List every line of the material below that contains the string "coords", treating uppercase and lowercase letters as distinct.

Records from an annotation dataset
▼▼▼
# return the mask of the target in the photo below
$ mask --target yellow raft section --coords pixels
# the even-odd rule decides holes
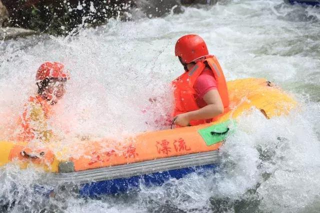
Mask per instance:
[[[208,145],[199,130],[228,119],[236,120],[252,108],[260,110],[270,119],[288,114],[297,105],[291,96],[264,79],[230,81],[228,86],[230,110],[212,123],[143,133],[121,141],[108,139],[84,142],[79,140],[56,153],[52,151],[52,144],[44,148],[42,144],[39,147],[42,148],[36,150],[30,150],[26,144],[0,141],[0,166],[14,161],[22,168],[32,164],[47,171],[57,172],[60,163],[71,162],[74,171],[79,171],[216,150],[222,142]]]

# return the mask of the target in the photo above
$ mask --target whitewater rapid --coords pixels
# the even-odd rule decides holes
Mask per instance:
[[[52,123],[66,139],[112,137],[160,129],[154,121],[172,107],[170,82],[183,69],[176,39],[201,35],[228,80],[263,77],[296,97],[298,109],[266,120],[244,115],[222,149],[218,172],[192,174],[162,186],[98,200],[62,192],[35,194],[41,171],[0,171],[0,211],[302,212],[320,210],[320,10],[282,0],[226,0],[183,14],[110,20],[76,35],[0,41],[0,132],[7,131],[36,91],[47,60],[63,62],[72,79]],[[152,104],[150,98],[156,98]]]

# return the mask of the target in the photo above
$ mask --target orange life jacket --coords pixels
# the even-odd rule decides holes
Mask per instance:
▲▲▲
▼▼▼
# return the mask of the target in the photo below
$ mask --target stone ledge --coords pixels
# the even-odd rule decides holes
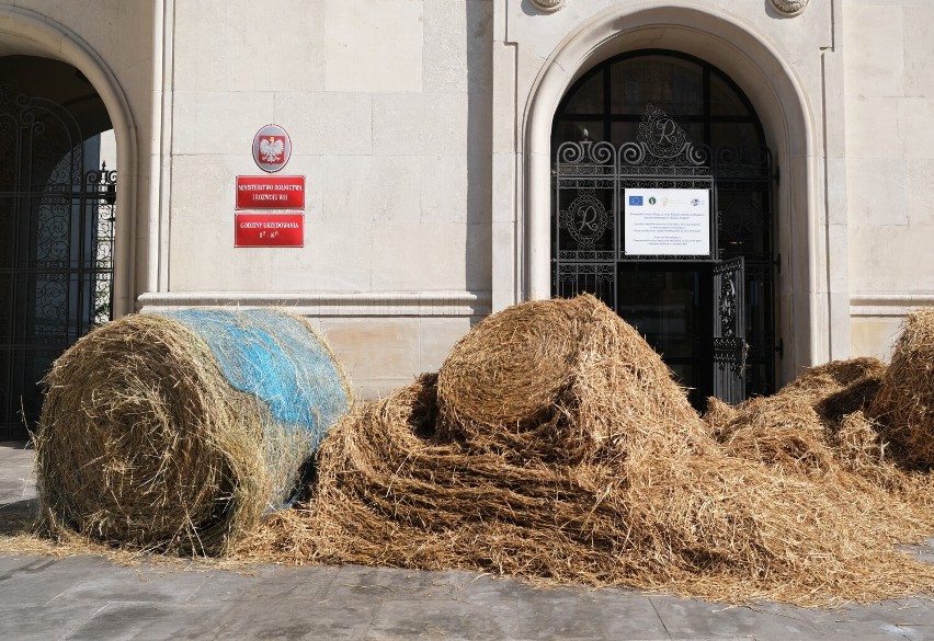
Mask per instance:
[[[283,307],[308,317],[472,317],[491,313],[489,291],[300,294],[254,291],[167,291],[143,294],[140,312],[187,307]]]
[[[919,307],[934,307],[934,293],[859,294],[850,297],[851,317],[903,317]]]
▲▲▲
• Solution for this problem:
$ mask --target yellow raft section --coords pixels
$ mask --target whitewater rapid --coords pixels
$ mask --target orange life jacket --coords pixels
$ mask --target stone ledge --coords pixels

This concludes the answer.